[WHAT IS BEING ASKED] Give the lines as a numbered list, from the first line through the line that contains "105 189 L 105", and leave out any blank lines.

[RECORD EXTRACTS]
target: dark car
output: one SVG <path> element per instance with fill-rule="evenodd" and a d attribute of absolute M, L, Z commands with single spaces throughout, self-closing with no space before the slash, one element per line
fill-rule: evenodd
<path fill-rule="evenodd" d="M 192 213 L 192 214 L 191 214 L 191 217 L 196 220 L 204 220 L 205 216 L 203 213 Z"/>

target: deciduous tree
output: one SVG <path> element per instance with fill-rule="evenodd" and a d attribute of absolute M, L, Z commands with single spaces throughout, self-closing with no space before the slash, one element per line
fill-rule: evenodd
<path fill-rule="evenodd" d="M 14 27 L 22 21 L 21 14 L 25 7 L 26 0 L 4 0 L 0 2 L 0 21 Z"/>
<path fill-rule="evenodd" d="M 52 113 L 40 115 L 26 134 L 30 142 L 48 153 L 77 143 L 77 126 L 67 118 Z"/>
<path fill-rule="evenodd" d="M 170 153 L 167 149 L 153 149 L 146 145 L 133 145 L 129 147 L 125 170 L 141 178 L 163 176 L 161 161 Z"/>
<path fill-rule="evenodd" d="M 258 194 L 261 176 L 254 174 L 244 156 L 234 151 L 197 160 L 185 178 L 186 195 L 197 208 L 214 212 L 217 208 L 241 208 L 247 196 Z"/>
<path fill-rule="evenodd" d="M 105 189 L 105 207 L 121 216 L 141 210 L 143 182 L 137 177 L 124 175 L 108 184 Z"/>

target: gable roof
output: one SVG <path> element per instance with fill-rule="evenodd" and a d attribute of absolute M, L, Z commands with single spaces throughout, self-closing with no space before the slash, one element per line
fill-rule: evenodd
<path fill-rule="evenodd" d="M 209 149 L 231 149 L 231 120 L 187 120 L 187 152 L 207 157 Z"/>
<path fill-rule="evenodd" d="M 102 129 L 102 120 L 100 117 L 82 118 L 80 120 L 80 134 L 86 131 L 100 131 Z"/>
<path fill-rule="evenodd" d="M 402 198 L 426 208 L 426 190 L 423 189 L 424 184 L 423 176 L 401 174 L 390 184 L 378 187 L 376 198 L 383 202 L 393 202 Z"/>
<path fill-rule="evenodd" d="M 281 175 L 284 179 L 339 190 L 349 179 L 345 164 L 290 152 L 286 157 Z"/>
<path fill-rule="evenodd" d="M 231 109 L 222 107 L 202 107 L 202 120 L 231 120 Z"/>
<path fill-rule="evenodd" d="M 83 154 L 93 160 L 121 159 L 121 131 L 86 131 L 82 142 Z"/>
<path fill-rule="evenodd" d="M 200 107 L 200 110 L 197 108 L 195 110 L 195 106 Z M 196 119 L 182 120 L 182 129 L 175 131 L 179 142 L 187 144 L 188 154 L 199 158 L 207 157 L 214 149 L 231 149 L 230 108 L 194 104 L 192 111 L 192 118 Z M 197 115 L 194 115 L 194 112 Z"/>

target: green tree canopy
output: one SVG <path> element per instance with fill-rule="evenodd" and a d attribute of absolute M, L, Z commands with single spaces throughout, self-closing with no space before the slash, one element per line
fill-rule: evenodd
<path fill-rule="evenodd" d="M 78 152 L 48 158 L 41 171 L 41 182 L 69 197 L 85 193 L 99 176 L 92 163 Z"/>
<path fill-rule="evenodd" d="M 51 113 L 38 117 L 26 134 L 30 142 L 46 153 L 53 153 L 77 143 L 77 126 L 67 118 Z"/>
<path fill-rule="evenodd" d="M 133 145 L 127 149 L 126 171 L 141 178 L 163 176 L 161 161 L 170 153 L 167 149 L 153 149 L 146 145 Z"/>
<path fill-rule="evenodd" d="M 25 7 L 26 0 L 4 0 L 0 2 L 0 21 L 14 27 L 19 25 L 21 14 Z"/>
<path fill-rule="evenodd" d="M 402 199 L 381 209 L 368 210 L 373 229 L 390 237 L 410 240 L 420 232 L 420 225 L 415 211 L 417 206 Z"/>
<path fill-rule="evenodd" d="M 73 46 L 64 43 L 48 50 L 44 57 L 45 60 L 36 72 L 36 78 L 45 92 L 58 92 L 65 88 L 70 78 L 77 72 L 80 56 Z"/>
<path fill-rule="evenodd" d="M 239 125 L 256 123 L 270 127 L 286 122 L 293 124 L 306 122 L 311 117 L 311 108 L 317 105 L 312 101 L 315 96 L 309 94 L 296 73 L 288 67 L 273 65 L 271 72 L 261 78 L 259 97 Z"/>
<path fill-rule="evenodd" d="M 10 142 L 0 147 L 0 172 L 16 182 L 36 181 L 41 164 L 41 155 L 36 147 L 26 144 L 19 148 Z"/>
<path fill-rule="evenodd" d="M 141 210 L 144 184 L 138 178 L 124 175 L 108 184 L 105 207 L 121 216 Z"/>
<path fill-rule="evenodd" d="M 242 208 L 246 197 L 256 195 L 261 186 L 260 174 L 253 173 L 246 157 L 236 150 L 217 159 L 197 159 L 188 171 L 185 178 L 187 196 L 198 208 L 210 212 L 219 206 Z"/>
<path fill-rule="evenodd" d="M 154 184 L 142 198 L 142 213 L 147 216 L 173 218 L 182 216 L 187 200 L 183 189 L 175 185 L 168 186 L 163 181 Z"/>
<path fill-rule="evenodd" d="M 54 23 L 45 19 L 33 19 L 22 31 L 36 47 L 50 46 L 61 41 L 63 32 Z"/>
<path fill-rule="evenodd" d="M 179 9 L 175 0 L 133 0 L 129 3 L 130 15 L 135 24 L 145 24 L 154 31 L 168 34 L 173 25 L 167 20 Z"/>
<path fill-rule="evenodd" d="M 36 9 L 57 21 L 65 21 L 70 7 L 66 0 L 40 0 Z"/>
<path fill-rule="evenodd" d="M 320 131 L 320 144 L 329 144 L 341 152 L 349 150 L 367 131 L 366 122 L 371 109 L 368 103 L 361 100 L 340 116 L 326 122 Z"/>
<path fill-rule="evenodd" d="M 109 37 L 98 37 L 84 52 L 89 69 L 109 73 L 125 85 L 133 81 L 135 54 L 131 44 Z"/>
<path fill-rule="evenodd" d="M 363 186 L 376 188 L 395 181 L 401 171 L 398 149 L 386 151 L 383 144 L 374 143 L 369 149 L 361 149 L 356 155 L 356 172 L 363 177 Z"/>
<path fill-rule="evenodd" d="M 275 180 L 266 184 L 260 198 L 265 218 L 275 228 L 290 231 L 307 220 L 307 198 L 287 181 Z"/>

[ANSWER TO THIS TASK]
1. target: dark car
2. output: one SVG <path> element per instance with fill-rule="evenodd" and a d attribute of absolute M, L, Z commands with single spaces throughout, self-closing with no space before the slash, one element per line
3. fill-rule: evenodd
4. <path fill-rule="evenodd" d="M 192 213 L 192 214 L 191 214 L 191 217 L 196 220 L 204 220 L 205 216 L 203 213 Z"/>
5. target: deciduous tree
6. output: one SVG <path> element per instance with fill-rule="evenodd" and a d attribute of absolute M, L, Z commands with single spaces throughout, self-closing with no space before the slash, one element per line
7. fill-rule: evenodd
8. <path fill-rule="evenodd" d="M 14 27 L 22 21 L 21 14 L 25 7 L 26 0 L 4 0 L 0 2 L 0 21 Z"/>
9. <path fill-rule="evenodd" d="M 52 113 L 40 115 L 26 134 L 30 142 L 48 153 L 77 143 L 77 126 L 67 118 Z"/>
10. <path fill-rule="evenodd" d="M 170 153 L 167 149 L 153 149 L 146 145 L 133 145 L 129 147 L 125 170 L 141 178 L 163 176 L 161 161 Z"/>
11. <path fill-rule="evenodd" d="M 258 194 L 261 176 L 254 174 L 244 156 L 234 151 L 197 160 L 185 178 L 186 195 L 197 208 L 214 212 L 217 208 L 241 208 L 247 196 Z"/>
12. <path fill-rule="evenodd" d="M 105 189 L 105 207 L 121 216 L 141 210 L 143 182 L 137 177 L 124 175 L 108 184 Z"/>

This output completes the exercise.